_Supplied passage_
>>>
Michelle Summerfield (@BudgetBloggess) says
Great post! The hard times always make you stronger. I believe that’s where we develop true character and it’s often these times that make us more open minded.
Michelle says
Thanks Michelle. Don’t get me wrong, I’m kind of over all of the hard times and feel like I have enough strength of character. But, I wouldn’t be who I am today without those experiences.
Jessica says
I love how honest and heartfelt this message is. I felt like I was in a really bad place at the end of last year after dealing with some career issues and losing a very close friend. For a while, I let myself get depressed and wallow in my misery, but eventually I realized that wasn’t helping anyone. Now I’m still working through things but I feel like I have a fresh perspective. I’m moving forward with faith that things will get better with some hard work and dedication.
Michelle says
I think that it’s important to go through the anger/sadness/etc. It’s just that I found after awhile it wasn’t serving any purpose and was bringing me down even further than I already was. It’s a daily practice for me to be as positive as I can be and there are things that of course bother me…but, I just try to focus on what I can control. That’s all I can do-and have faith.
Jason Butler says
The hard times forced me to grow up and change my mentally. My thinking has changed for the better since I turned thirty. EVERYTHING I went through happened for a reason.
Michelle says
I am always amazed by people who don’t grow from hard times. It just baffles me.
<<<
_Information shown_
>>>
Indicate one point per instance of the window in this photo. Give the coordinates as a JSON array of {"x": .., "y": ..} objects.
<<<
_Short exercise 1_
Translate this sentence from the comment thread on hard times into Spanish: "The hard times always make you stronger."
_Short exercise 2_
Please write out the part of the comment thread on hard times that begins at the words "Michelle Summerfield (@BudgetBloggess)" and stops after "more open minded.".

_Task result 1_
Los tiempos difíciles siempre te hacen más fuerte.

_Task result 2_
Michelle Summerfield (@BudgetBloggess) says
Great post! The hard times always make you stronger. I believe that’s where we develop true character and it’s often these times that make us more open minded.